Goal of the exercise: Extract each line of the material that follows exactly and omit its pictures.

Rows:
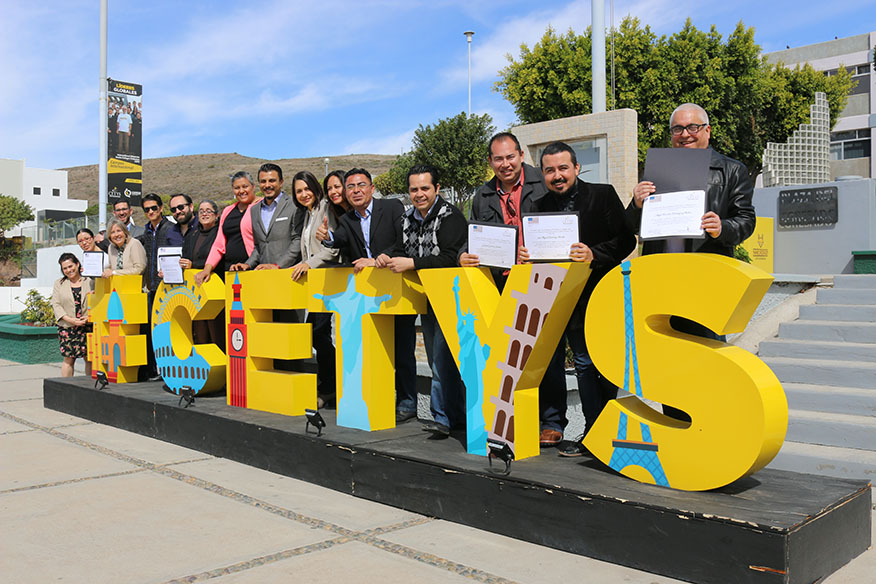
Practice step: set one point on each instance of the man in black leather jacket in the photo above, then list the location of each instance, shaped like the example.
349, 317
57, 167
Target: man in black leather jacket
730, 217
507, 196
510, 194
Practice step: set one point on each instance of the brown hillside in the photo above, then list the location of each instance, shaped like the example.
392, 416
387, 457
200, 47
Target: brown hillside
207, 176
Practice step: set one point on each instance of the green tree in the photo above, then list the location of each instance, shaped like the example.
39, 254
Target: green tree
750, 101
456, 146
394, 180
13, 212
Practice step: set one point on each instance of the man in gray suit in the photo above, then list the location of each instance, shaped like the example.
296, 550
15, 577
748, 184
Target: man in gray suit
277, 245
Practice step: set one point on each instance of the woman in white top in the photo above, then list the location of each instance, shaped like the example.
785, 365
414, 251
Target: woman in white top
127, 254
315, 207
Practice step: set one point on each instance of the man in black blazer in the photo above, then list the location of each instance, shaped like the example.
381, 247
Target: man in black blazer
380, 219
605, 239
277, 243
373, 227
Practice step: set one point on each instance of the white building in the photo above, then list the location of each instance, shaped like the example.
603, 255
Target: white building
44, 190
853, 140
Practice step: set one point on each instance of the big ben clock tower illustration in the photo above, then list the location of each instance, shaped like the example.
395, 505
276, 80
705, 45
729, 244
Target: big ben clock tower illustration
237, 349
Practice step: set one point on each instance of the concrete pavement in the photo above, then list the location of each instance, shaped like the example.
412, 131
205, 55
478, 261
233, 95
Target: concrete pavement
83, 502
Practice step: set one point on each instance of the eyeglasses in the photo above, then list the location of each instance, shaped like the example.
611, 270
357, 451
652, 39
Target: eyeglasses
692, 129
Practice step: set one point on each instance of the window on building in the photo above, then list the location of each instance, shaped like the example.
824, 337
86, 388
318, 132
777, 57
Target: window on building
850, 144
859, 73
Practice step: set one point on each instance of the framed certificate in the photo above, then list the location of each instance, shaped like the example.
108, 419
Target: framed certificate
168, 263
678, 214
549, 236
494, 244
93, 263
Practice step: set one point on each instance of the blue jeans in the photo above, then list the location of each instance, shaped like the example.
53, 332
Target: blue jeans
594, 390
552, 392
447, 391
405, 363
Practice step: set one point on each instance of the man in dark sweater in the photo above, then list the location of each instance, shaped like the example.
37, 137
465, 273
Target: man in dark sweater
605, 240
433, 232
371, 228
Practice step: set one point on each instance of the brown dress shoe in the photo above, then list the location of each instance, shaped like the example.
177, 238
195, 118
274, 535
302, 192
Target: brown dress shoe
549, 437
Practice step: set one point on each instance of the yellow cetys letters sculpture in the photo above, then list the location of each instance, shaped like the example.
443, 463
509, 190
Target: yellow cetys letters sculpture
117, 309
364, 305
179, 361
256, 338
737, 408
503, 344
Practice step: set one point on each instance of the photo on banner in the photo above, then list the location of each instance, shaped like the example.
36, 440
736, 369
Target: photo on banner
124, 141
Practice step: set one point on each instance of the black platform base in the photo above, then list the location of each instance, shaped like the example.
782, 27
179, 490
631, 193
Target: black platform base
775, 526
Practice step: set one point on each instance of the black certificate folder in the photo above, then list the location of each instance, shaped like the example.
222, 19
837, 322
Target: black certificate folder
677, 169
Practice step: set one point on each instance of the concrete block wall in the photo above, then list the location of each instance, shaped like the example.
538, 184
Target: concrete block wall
620, 129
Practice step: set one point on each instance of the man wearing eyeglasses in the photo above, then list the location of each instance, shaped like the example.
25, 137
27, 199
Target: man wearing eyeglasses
373, 227
515, 190
730, 217
605, 240
154, 237
186, 222
511, 192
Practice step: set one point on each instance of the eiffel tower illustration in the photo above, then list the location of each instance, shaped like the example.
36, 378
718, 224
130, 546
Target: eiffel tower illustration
631, 452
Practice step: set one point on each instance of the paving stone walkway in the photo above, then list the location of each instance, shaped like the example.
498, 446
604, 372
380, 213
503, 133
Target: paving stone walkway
83, 502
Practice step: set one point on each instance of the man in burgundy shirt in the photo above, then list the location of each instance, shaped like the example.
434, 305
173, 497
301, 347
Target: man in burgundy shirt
511, 193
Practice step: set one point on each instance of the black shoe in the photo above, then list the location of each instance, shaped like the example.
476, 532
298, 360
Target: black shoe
436, 428
402, 416
575, 448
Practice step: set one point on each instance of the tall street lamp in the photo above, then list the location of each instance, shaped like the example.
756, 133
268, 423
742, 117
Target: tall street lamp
468, 34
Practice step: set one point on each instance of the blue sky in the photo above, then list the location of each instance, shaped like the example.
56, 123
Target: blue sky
280, 79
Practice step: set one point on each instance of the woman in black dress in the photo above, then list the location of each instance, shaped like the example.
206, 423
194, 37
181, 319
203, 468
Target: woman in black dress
70, 303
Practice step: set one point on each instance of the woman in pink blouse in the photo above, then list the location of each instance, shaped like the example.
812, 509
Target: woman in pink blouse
234, 241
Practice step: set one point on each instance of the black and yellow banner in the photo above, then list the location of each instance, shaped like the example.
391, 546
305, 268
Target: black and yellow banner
124, 141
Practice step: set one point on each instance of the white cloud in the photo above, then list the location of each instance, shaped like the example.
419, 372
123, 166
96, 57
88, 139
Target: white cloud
489, 52
393, 144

The output:
Practice step: set one point on each instance of the man in black leather jacket in the photo above, then list the location of each instance, shaped like the example.
349, 317
57, 167
Target: man in black leather jacket
730, 217
507, 196
510, 194
Practice step: set one point on each instance of the brown hillside in the photo above, then list the location of each instance, shaped like the example.
392, 416
387, 457
200, 47
Target: brown hillside
207, 176
Practice step: set one point on each instance of the green tree in the photo above, then list the location of each instance, shaped like the example.
39, 254
Target: green tree
750, 101
456, 146
394, 180
13, 212
Practice step: set one point on each instance of the man in gray suit in the photo above, then list the location of each instance, shaped like the example.
296, 550
15, 577
748, 184
Target: man in gray suit
277, 245
Practice step: set one point on each instance of the woman in white top in the photo above, then list the location of each instance, shaped like the example.
785, 365
414, 251
Target: woman in white top
127, 254
315, 207
Practice step: set one point on each instance of the man in black blazer in the photo above, then list the location of each instance, shaped like the example.
381, 247
Target: man in black blazer
380, 219
605, 239
277, 243
373, 227
Practice step: set one point on each instance of the white building in the photo above, then list the location of each instance, shaped like the example.
603, 255
Target: white building
44, 190
853, 140
Practice step: set one point on each instance of the big ben clock tower illustration in the photo above, then list the location of each instance, shaped like the example.
395, 505
276, 80
705, 45
729, 244
Target: big ben clock tower illustration
237, 349
Practice step: set one point on each instance of the concrete pavement in the photo above, then list the location of each instance, shaped like the example.
412, 131
205, 55
478, 261
233, 95
Target: concrete pavement
83, 502
Practice step: set one point on each instance of the eyeglasses in the photo above, then list the location of each instance, shaped like the example.
611, 270
357, 451
652, 39
Target: eyeglasses
692, 129
Practice step: set one point on each instance of the window on building in the photo above, then list the location of each instance, shaped like the example.
824, 337
86, 388
318, 132
777, 57
Target: window on building
850, 144
859, 73
Practice step: set one point on each instance of the framed certificate in the photo above, then list the location of each instance, shaped like the example.
108, 419
Target: framed certificate
168, 263
678, 214
549, 236
494, 244
93, 263
Practice step: set one point on each instance of the blue jeans in the photo above, then list the location of each instance, shaped like the example.
53, 332
Target: blue jeans
594, 390
552, 392
447, 391
405, 363
Practice step: set one point on each instance of the man in dark sweater in the photo above, then list the location of each instance, shaped like the example.
37, 137
465, 273
Target: man in dark sweater
605, 240
433, 232
371, 228
Practice step: set one point on each instance of the brown dress shoe in the photo above, then list the location of each instance, shaped like the example.
177, 238
195, 118
274, 535
302, 192
Target: brown dress shoe
549, 437
Practice step: set one point on each instance of the yellow cetys letters sculpture in the photo above, then list the location of each instance, shaped like the example.
443, 463
509, 190
Target: yellow cetys letters sculpture
117, 309
364, 305
179, 361
256, 338
737, 408
503, 344
Practice step: set one point on each instance of the photo on banner in the photo above, then list the location of each instance, shaped like the example.
36, 440
736, 369
Target: photo on banner
124, 141
Practice step: set one point on each instance of the black platform base in the photo above, then list the location of each instance, shaped like the example.
782, 27
179, 490
631, 193
Target: black platform base
775, 526
Practice step: set one point on each instance of the black certificate folder in the photo above, then list the location of each instance, shaped like the example.
222, 19
837, 322
Target: black certificate folder
677, 169
Practice step: set one point on each instance of the concrete block wall in the photo above, then list the location of each instance, shaped like the example.
538, 184
Target: concrete block wall
620, 129
Practice step: set one point on each instance of the man wearing eyeglasses in the photo above, then list the location of each instance, shaped like the example.
25, 137
27, 199
Target: man wearing eyeglasses
373, 227
515, 190
730, 217
605, 240
154, 237
186, 222
511, 192
Practice step: set one point on each instance of the eiffel tower illustration in the photo above, then list the location of each instance, shaped like the example.
36, 378
718, 224
130, 546
Target: eiffel tower illustration
631, 452
Practice step: set one point on each instance of the paving stone walkway in the photo above, then list the location of each instance, shaped like the example.
498, 446
604, 372
380, 213
503, 133
Target: paving stone walkway
83, 502
Practice step: set one point on each instance of the man in burgundy shirt in the photo above, then list the location of each instance, shaped like the example.
434, 305
173, 497
301, 347
Target: man in burgundy shirt
511, 193
Practice step: set one point on each instance of the black shoe in the photo above, then list the location of each instance, shaped like the example.
476, 532
298, 360
Target: black shoe
436, 428
402, 416
575, 448
Practice step: set one point on each instance of the tall street lamp in the photo above, then list the location of each instance, shaped like the example.
756, 133
268, 423
742, 117
Target: tall street lamp
468, 34
Practice step: set one point on each instance of the blue sky in the photo above, then list the location of each instance, shaped like the example.
56, 123
Target: blue sky
280, 79
Practice step: set one point on each instance of the woman in black dress in the photo above, then list the location of each instance, shaped like the example.
206, 423
194, 37
181, 319
203, 468
Target: woman in black dress
70, 303
Practice step: set one point on each instance of the woman in pink blouse in the photo above, then list the location of each instance, shaped like the example.
812, 509
Target: woman in pink blouse
234, 241
Practice step: set one point on each instance of the black and yellow banner in the photo above, then list the location of each instance, shaped like the example.
391, 546
305, 268
Target: black and yellow banner
124, 141
Practice step: set one point on each instance of the white cloud in the photo above, then list the location of each instance, shaped like the example.
419, 372
123, 166
96, 57
88, 139
Target: white cloud
489, 52
393, 144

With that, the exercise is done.